──────── STUDY TEXT
The welfare state's death spiral
Americans dislike the term "welfare state" and substitute the bland word "entitlements." Vocabulary doesn't alter the reality. Countries cannot overspend and overborrow forever. By delaying hard decisions about spending and taxes, governments maneuver themselves into a cul-de-sac. To be sure, Greece's plight is usually described as a European crisis -- especially for the euro, the common money used by 16 countries -- and this is true. But only to a point...
The welfare state's death spiral is this: Almost anything governments might do with their budgets threatens to make matters worse by slowing the economy or triggering a recession. By allowing deficits to balloon, they risk a financial crisis as investors one day -- no one knows when -- doubt governments' ability to service their debts and, as with Greece, refuse to lend except at exorbitant rates. Cutting welfare benefits or raising taxes all would, at least temporarily, weaken the economy. Perversely, that would make paying the remaining benefits harder.
────────────────
* **EXERCISE TASKS**:
**A.** In the piece on the welfare state's death spiral, why does the text say that cutting welfare benefits or raising taxes would perversely make the remaining benefits harder to pay?
**B.** Resume the piece on the welfare state's death spiral, starting right after its final sentence.
──────── GIVEN INFORMATION
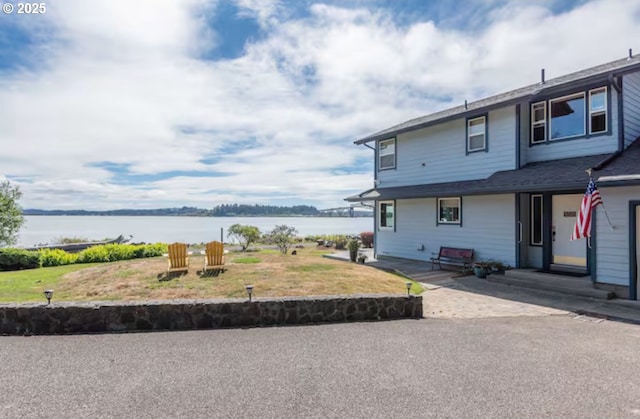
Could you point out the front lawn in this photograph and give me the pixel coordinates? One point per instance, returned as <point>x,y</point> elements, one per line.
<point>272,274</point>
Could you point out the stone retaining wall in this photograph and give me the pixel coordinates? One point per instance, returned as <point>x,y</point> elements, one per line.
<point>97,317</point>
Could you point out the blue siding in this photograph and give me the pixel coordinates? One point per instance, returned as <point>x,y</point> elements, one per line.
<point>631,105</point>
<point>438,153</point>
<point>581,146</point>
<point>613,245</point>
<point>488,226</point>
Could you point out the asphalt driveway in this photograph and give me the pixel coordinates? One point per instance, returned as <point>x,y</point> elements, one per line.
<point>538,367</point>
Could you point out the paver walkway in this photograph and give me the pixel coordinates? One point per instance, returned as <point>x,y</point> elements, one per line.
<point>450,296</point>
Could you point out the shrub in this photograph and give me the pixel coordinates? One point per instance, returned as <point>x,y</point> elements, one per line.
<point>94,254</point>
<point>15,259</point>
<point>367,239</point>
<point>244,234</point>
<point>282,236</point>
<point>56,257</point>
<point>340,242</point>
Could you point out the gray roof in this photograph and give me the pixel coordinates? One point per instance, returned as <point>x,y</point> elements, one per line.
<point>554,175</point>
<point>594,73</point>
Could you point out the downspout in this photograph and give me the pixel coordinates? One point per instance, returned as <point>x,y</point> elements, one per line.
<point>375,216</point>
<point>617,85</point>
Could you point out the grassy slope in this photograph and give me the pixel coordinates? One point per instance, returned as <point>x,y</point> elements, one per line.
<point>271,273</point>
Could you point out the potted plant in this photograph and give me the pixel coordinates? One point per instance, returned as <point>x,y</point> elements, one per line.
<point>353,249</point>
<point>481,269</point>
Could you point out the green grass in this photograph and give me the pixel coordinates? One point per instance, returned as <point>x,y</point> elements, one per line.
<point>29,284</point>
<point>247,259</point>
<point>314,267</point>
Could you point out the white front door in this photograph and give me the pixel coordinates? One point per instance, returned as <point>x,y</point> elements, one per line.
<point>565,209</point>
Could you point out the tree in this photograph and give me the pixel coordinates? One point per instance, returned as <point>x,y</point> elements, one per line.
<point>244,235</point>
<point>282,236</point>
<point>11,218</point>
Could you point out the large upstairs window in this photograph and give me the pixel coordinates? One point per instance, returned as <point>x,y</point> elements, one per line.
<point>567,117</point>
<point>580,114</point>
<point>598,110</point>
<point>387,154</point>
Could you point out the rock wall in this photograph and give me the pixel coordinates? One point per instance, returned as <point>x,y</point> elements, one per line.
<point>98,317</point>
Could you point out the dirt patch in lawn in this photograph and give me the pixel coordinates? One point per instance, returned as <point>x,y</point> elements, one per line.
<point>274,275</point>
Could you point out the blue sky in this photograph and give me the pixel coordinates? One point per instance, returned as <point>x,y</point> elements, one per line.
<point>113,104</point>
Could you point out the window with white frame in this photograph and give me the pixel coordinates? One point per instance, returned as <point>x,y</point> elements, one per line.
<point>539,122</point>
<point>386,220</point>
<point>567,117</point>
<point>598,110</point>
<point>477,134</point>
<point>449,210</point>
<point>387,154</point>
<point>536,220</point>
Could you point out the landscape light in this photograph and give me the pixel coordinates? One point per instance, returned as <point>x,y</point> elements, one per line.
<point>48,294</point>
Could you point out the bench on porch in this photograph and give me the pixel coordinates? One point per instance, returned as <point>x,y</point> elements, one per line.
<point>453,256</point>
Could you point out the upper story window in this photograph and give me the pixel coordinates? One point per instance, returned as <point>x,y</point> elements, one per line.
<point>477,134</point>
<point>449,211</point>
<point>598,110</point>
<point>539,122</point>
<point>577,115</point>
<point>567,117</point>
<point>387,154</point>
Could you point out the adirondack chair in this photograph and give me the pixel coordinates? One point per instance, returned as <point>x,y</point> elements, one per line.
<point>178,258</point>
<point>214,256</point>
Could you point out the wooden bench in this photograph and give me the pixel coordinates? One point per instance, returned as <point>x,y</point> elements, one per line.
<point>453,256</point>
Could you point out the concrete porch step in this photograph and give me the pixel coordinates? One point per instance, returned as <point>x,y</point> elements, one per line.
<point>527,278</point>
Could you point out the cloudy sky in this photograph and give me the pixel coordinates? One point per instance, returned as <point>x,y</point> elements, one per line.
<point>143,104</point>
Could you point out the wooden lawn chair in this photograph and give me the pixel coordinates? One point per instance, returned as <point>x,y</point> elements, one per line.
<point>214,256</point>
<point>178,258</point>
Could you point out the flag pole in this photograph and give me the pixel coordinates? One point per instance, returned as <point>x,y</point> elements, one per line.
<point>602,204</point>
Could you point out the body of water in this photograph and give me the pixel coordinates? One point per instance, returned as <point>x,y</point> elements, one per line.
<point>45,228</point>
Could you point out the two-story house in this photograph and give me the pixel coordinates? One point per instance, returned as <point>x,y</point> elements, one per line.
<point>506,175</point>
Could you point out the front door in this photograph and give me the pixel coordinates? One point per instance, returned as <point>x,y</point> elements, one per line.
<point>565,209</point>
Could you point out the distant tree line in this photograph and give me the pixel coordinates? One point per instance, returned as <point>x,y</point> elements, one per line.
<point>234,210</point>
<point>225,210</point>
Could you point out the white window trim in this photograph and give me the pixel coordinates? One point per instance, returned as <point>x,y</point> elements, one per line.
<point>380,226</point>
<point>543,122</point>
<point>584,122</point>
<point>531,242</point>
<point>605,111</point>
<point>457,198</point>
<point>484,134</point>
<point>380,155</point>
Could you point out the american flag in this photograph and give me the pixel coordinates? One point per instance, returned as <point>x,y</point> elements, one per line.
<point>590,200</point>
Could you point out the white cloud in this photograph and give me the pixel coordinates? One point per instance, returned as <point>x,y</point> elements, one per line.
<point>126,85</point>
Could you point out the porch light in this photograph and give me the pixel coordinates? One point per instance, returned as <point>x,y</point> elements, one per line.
────────────────
* **ANSWERS BY TASK**:
**A.** Cutting benefits or raising taxes would, at least temporarily, weaken the economy. That weakening is what would make paying the remaining benefits harder.

**B.**
We're headed the same way with entitlement spending increasing--including Obamacare--leading us over the cliff. But we know this already, even if liberals won't admit it.
From Protein Wisdom:
The selfish gamble implicit in the welfare state is that, though most people know on some level that spending in excess of revenue isn’t a very fiscally responsible long-term plan on which to build a stable society, many are willing to bet that resources won’t run out in the short term — which means these types of voters believe they will still get theirs so long as they continue to “vote in their own economic interests.”
Future generations? Not their problem.